## THE TASK
Recast these lines as a Markdown table with two columns, Row and Line. Put the row number in the first column and the line in the second, and leave out blank lines.

## PROVIDED RECORDS
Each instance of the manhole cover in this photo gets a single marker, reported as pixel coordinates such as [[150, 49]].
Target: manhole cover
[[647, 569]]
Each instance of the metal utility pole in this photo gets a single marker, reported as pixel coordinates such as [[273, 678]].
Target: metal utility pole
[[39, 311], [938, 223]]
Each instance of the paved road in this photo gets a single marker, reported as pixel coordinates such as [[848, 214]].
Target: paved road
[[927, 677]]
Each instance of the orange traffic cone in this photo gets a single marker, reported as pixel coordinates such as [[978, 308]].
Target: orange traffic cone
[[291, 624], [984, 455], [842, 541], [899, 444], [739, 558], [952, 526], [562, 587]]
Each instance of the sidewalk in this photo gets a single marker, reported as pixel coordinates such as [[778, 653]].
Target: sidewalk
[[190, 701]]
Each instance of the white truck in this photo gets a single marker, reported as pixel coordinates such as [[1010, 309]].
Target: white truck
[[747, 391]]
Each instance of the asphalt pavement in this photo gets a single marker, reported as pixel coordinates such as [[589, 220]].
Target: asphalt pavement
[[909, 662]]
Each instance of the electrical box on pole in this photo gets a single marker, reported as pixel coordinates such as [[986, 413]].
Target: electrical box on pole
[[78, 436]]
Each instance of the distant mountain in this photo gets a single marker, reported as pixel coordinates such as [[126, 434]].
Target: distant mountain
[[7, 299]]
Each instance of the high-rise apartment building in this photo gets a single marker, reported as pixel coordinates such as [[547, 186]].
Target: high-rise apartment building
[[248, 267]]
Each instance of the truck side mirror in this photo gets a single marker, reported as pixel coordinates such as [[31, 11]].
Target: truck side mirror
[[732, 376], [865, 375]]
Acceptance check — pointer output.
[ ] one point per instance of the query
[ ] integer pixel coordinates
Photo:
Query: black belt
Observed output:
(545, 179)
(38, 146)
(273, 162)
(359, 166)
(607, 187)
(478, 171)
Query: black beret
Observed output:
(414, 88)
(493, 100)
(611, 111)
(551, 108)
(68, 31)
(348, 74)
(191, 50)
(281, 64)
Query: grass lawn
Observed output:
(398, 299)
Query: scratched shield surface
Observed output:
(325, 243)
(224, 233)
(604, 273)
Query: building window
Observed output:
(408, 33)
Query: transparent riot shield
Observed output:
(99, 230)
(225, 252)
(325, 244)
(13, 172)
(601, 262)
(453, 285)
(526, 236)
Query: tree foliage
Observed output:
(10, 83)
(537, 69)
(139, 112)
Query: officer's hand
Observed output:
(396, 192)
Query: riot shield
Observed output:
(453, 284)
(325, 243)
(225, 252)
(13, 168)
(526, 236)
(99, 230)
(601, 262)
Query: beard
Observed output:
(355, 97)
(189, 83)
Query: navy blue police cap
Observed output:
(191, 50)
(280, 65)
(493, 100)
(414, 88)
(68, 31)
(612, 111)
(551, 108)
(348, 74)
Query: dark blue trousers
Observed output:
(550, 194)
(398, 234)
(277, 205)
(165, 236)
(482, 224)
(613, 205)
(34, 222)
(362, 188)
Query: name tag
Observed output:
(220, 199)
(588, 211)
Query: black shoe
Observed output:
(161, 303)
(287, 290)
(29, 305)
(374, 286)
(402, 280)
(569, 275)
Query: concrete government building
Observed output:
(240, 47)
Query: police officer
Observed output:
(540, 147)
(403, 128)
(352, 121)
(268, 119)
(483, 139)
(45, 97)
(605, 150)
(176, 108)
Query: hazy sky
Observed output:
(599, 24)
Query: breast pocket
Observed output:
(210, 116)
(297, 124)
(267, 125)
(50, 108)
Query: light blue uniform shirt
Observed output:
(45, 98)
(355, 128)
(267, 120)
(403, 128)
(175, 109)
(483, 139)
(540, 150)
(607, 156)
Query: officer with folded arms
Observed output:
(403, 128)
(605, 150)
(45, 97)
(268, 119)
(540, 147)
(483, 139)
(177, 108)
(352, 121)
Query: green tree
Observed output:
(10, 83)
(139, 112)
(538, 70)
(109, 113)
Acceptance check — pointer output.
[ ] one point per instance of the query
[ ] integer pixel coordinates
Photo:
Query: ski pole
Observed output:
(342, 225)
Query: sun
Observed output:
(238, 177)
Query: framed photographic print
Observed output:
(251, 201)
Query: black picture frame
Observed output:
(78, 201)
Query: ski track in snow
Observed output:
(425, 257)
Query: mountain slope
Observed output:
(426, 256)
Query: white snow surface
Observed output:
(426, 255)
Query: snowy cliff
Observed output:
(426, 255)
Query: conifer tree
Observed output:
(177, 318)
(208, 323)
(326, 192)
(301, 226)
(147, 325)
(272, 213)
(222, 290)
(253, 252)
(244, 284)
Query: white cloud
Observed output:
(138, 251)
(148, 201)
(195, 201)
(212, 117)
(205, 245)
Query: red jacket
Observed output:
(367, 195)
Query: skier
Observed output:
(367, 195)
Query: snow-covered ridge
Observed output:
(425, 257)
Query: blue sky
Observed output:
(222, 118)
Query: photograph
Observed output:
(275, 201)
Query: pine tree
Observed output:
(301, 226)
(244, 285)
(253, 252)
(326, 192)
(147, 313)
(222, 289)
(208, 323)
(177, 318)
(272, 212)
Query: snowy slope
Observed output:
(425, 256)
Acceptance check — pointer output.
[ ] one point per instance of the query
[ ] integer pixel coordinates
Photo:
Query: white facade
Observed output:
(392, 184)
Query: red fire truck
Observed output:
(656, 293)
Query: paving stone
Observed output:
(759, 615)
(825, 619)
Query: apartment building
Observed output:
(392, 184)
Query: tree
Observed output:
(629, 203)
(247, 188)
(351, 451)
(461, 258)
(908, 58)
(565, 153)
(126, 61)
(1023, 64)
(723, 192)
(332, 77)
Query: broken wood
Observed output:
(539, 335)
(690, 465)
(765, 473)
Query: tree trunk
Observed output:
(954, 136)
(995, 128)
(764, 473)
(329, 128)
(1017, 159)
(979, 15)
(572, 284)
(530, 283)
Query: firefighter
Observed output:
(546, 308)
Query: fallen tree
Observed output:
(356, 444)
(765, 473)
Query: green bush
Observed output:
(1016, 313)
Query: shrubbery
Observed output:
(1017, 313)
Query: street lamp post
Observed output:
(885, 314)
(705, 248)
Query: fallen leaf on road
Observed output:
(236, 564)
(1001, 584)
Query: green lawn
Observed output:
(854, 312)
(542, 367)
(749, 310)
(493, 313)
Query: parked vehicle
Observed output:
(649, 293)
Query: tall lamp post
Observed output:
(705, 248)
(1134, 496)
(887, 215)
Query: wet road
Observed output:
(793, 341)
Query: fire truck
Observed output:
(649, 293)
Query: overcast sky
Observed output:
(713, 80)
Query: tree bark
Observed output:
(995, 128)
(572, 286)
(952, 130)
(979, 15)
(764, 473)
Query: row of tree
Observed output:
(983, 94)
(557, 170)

## THE ANSWER
| Row | Line |
|---|---|
| 1 | Each instance of the manhole cover in this photo gets a single marker, reported as pixel coordinates such as [[150, 49]]. |
| 2 | Target: manhole cover |
| 3 | [[647, 569]] |
| 4 | Each instance of the metal utility pole in this photo gets a single marker, reported as pixel coordinates such as [[273, 678]]. |
| 5 | Target: metal utility pole |
| 6 | [[39, 311], [938, 223]] |
| 7 | Each instance of the paved road in this photo gets a single marker, reported as pixel coordinates such as [[848, 214]]. |
| 8 | Target: paved road |
| 9 | [[927, 677]] |
| 10 | Each instance of the orange traffic cone in this photo gets a single marker, reported as pixel coordinates such as [[978, 308]]. |
| 11 | Target: orange traffic cone |
| 12 | [[291, 624], [984, 455], [842, 541], [899, 444], [739, 558], [952, 526], [562, 587]] |
| 13 | Each instance of the sidewalk in this photo gets a single marker, reported as pixel coordinates such as [[778, 653]]. |
| 14 | Target: sidewalk |
| 15 | [[190, 701]] |
| 16 | Each instance of the white truck in this photo gets a single marker, reported as pixel coordinates such as [[1010, 309]]. |
| 17 | Target: white truck |
| 18 | [[747, 391]] |
| 19 | Each instance of the asphalt pavement in this photo gets a single marker, reported as pixel coordinates such as [[589, 220]]. |
| 20 | Target: asphalt pavement |
| 21 | [[909, 662]] |
| 22 | Each instance of the electrical box on pole in this photo gets a single marker, reported as pixel coordinates such as [[986, 413]]. |
| 23 | Target: electrical box on pole |
| 24 | [[78, 436]] |
| 25 | Each instance of the distant mountain in this photo gets a single marker, reported as pixel coordinates such as [[126, 434]]. |
| 26 | Target: distant mountain |
| 27 | [[7, 299]] |
| 28 | Each instance of the high-rise apartment building in this photo gets a single marker, reported as pixel coordinates such as [[547, 186]]. |
| 29 | Target: high-rise apartment building |
| 30 | [[248, 267]] |
| 31 | Each instance of the truck side mirror in this photo gets a single marker, reported as pixel coordinates such as [[31, 11]]. |
| 32 | Target: truck side mirror |
| 33 | [[732, 376], [865, 375]] |
| 34 | Acceptance check — pointer output. |
| 35 | [ ] one point per instance of the query |
| 36 | [ ] integer pixel coordinates |
| 37 | Photo: |
| 38 | Query: black belt |
| 39 | Observed output: |
| 40 | (545, 179) |
| 41 | (38, 146) |
| 42 | (273, 162) |
| 43 | (359, 166) |
| 44 | (607, 187) |
| 45 | (478, 171) |
| 46 | Query: black beret |
| 47 | Observed output: |
| 48 | (414, 88) |
| 49 | (493, 100) |
| 50 | (611, 111) |
| 51 | (551, 108) |
| 52 | (68, 31) |
| 53 | (348, 74) |
| 54 | (191, 50) |
| 55 | (281, 64) |
| 56 | Query: grass lawn |
| 57 | Observed output: |
| 58 | (398, 299) |
| 59 | Query: scratched shield surface |
| 60 | Observed output: |
| 61 | (325, 243) |
| 62 | (224, 233) |
| 63 | (604, 273) |
| 64 | Query: building window |
| 65 | Observed output: |
| 66 | (408, 33) |
| 67 | Query: transparent riot shield |
| 68 | Observed output: |
| 69 | (99, 230) |
| 70 | (225, 252) |
| 71 | (325, 244) |
| 72 | (13, 172) |
| 73 | (601, 262) |
| 74 | (453, 285) |
| 75 | (526, 236) |
| 76 | Query: tree foliage |
| 77 | Observed output: |
| 78 | (10, 83) |
| 79 | (537, 69) |
| 80 | (139, 112) |
| 81 | Query: officer's hand |
| 82 | Observed output: |
| 83 | (396, 192) |
| 84 | Query: riot shield |
| 85 | Observed output: |
| 86 | (453, 284) |
| 87 | (325, 243) |
| 88 | (225, 252) |
| 89 | (13, 168) |
| 90 | (526, 236) |
| 91 | (99, 230) |
| 92 | (601, 262) |
| 93 | Query: beard |
| 94 | Observed output: |
| 95 | (355, 97) |
| 96 | (189, 83) |
| 97 | Query: navy blue police cap |
| 98 | Observed output: |
| 99 | (191, 50) |
| 100 | (280, 65) |
| 101 | (493, 100) |
| 102 | (414, 88) |
| 103 | (68, 31) |
| 104 | (612, 111) |
| 105 | (551, 108) |
| 106 | (348, 74) |
| 107 | Query: dark blue trousers |
| 108 | Observed output: |
| 109 | (550, 194) |
| 110 | (398, 234) |
| 111 | (277, 205) |
| 112 | (165, 236) |
| 113 | (482, 224) |
| 114 | (613, 205) |
| 115 | (34, 222) |
| 116 | (362, 188) |
| 117 | Query: name tag |
| 118 | Observed output: |
| 119 | (220, 199) |
| 120 | (588, 211) |
| 121 | Query: black shoe |
| 122 | Observed output: |
| 123 | (161, 303) |
| 124 | (287, 290) |
| 125 | (29, 305) |
| 126 | (374, 286) |
| 127 | (402, 280) |
| 128 | (569, 275) |
| 129 | Query: concrete government building |
| 130 | Observed output: |
| 131 | (240, 47) |
| 132 | Query: police officer |
| 133 | Observed output: |
| 134 | (540, 147) |
| 135 | (403, 128) |
| 136 | (352, 121) |
| 137 | (268, 119) |
| 138 | (483, 139) |
| 139 | (45, 97) |
| 140 | (605, 150) |
| 141 | (176, 108) |
| 142 | Query: hazy sky |
| 143 | Observed output: |
| 144 | (599, 24) |
| 145 | Query: breast pocket |
| 146 | Observed output: |
| 147 | (210, 116) |
| 148 | (297, 124) |
| 149 | (267, 125) |
| 150 | (50, 108) |
| 151 | Query: light blue uniform shirt |
| 152 | Observed output: |
| 153 | (45, 98) |
| 154 | (355, 128) |
| 155 | (267, 120) |
| 156 | (403, 128) |
| 157 | (175, 109) |
| 158 | (483, 139) |
| 159 | (540, 150) |
| 160 | (607, 156) |
| 161 | Query: officer with folded arms |
| 162 | Observed output: |
| 163 | (403, 128) |
| 164 | (605, 150) |
| 165 | (45, 97) |
| 166 | (268, 119) |
| 167 | (540, 147) |
| 168 | (483, 139) |
| 169 | (177, 108) |
| 170 | (352, 121) |
| 171 | Query: green tree |
| 172 | Observed output: |
| 173 | (10, 83) |
| 174 | (139, 112) |
| 175 | (538, 70) |
| 176 | (109, 113) |
| 177 | Acceptance check — pointer output. |
| 178 | [ ] one point per instance of the query |
| 179 | [ ] integer pixel coordinates |
| 180 | Photo: |
| 181 | Query: ski pole |
| 182 | Observed output: |
| 183 | (342, 225) |
| 184 | Query: sun |
| 185 | Observed output: |
| 186 | (238, 177) |
| 187 | Query: framed photographic print |
| 188 | Observed output: |
| 189 | (251, 201) |
| 190 | Query: black picture frame |
| 191 | Observed output: |
| 192 | (78, 201) |
| 193 | Query: ski track in snow |
| 194 | Observed output: |
| 195 | (425, 257) |
| 196 | Query: mountain slope |
| 197 | Observed output: |
| 198 | (426, 256) |
| 199 | Query: white snow surface |
| 200 | Observed output: |
| 201 | (426, 255) |
| 202 | Query: snowy cliff |
| 203 | Observed output: |
| 204 | (426, 255) |
| 205 | Query: conifer tree |
| 206 | Observed output: |
| 207 | (177, 318) |
| 208 | (208, 323) |
| 209 | (326, 192) |
| 210 | (301, 226) |
| 211 | (147, 325) |
| 212 | (272, 213) |
| 213 | (222, 290) |
| 214 | (253, 252) |
| 215 | (244, 284) |
| 216 | Query: white cloud |
| 217 | Observed output: |
| 218 | (138, 251) |
| 219 | (148, 201) |
| 220 | (195, 201) |
| 221 | (212, 117) |
| 222 | (205, 245) |
| 223 | Query: red jacket |
| 224 | Observed output: |
| 225 | (367, 195) |
| 226 | Query: skier |
| 227 | Observed output: |
| 228 | (367, 195) |
| 229 | Query: snow-covered ridge |
| 230 | Observed output: |
| 231 | (425, 257) |
| 232 | Query: blue sky |
| 233 | Observed output: |
| 234 | (222, 118) |
| 235 | Query: photograph |
| 236 | Observed output: |
| 237 | (275, 201) |
| 238 | Query: pine tree |
| 239 | Observed output: |
| 240 | (301, 226) |
| 241 | (244, 285) |
| 242 | (253, 252) |
| 243 | (326, 192) |
| 244 | (147, 313) |
| 245 | (222, 289) |
| 246 | (208, 323) |
| 247 | (177, 318) |
| 248 | (272, 212) |
| 249 | Query: snowy slope |
| 250 | Observed output: |
| 251 | (425, 256) |
| 252 | Acceptance check — pointer output. |
| 253 | [ ] one point per instance of the query |
| 254 | [ ] integer pixel coordinates |
| 255 | Photo: |
| 256 | Query: white facade |
| 257 | Observed output: |
| 258 | (392, 184) |
| 259 | Query: red fire truck |
| 260 | Observed output: |
| 261 | (656, 293) |
| 262 | Query: paving stone |
| 263 | Observed output: |
| 264 | (759, 615) |
| 265 | (825, 619) |
| 266 | Query: apartment building |
| 267 | Observed output: |
| 268 | (392, 184) |
| 269 | Query: tree |
| 270 | Observed output: |
| 271 | (629, 203) |
| 272 | (247, 188) |
| 273 | (351, 451) |
| 274 | (461, 258) |
| 275 | (908, 58) |
| 276 | (565, 153) |
| 277 | (126, 61) |
| 278 | (1023, 64) |
| 279 | (723, 192) |
| 280 | (332, 77) |
| 281 | Query: broken wood |
| 282 | Observed output: |
| 283 | (539, 335) |
| 284 | (690, 465) |
| 285 | (765, 473) |
| 286 | Query: tree trunk |
| 287 | Observed output: |
| 288 | (954, 136) |
| 289 | (995, 128) |
| 290 | (764, 473) |
| 291 | (329, 128) |
| 292 | (1017, 159) |
| 293 | (979, 15) |
| 294 | (572, 284) |
| 295 | (530, 283) |
| 296 | Query: firefighter |
| 297 | Observed output: |
| 298 | (546, 308) |
| 299 | Query: fallen tree |
| 300 | Observed output: |
| 301 | (356, 444) |
| 302 | (765, 473) |
| 303 | Query: green bush |
| 304 | Observed output: |
| 305 | (1016, 313) |
| 306 | Query: shrubbery |
| 307 | Observed output: |
| 308 | (1017, 313) |
| 309 | Query: street lamp post |
| 310 | Observed output: |
| 311 | (885, 314) |
| 312 | (705, 248) |
| 313 | Query: fallen leaf on road |
| 314 | Observed output: |
| 315 | (236, 564) |
| 316 | (1001, 584) |
| 317 | Query: green lawn |
| 318 | Observed output: |
| 319 | (854, 312) |
| 320 | (542, 367) |
| 321 | (749, 310) |
| 322 | (493, 313) |
| 323 | Query: parked vehicle |
| 324 | Observed output: |
| 325 | (649, 293) |
| 326 | Query: tall lamp post |
| 327 | Observed output: |
| 328 | (705, 248) |
| 329 | (1134, 496) |
| 330 | (887, 215) |
| 331 | Query: wet road |
| 332 | Observed output: |
| 333 | (793, 341) |
| 334 | Query: fire truck |
| 335 | Observed output: |
| 336 | (649, 293) |
| 337 | Query: overcast sky |
| 338 | Observed output: |
| 339 | (713, 80) |
| 340 | Query: tree bark |
| 341 | Observed output: |
| 342 | (995, 128) |
| 343 | (572, 286) |
| 344 | (952, 130) |
| 345 | (979, 15) |
| 346 | (764, 473) |
| 347 | Query: row of tree |
| 348 | Observed output: |
| 349 | (983, 94) |
| 350 | (557, 170) |